# [WORK REQUIRED]
Pull out every line of the listing below and reproduce each one unchanged, in its original order.
[start]
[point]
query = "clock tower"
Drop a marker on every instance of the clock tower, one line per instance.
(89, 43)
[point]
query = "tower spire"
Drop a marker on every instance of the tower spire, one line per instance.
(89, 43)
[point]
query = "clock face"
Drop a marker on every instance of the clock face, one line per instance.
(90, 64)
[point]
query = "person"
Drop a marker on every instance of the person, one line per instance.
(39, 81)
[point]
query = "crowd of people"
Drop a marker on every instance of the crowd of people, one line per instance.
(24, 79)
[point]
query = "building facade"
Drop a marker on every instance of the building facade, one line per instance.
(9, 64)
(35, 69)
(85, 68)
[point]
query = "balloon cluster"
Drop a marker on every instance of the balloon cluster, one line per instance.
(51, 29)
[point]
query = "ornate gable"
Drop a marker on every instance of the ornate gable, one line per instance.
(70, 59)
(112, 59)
[end]
# [WRITTEN REPLY]
[point]
query = "clock tower"
Drop a marker on every instance of the clock tower, one line per instance.
(89, 43)
[point]
query = "tower spire"
Drop a marker on every instance of the tower spire, one line per instance.
(89, 43)
[point]
query = "clock face"
Drop a marker on every instance of the clock face, one line per instance.
(90, 64)
[point]
query = "person"
Drop a marker on every instance of the person, one line per instance.
(39, 81)
[point]
query = "crowd of people"
Drop a marker on every instance of the crowd of people, one line per instance.
(24, 79)
[point]
query = "building facade"
Drop a marker on every instance of the building facade, one line per instance.
(9, 64)
(35, 69)
(85, 68)
[point]
query = "balloon cluster"
Drop a marker on every instance of the balloon cluster, one line per instance.
(51, 29)
[point]
query = "ornate gable"
Drop a marker on every instance of the ornate gable, one line per instance.
(70, 59)
(112, 59)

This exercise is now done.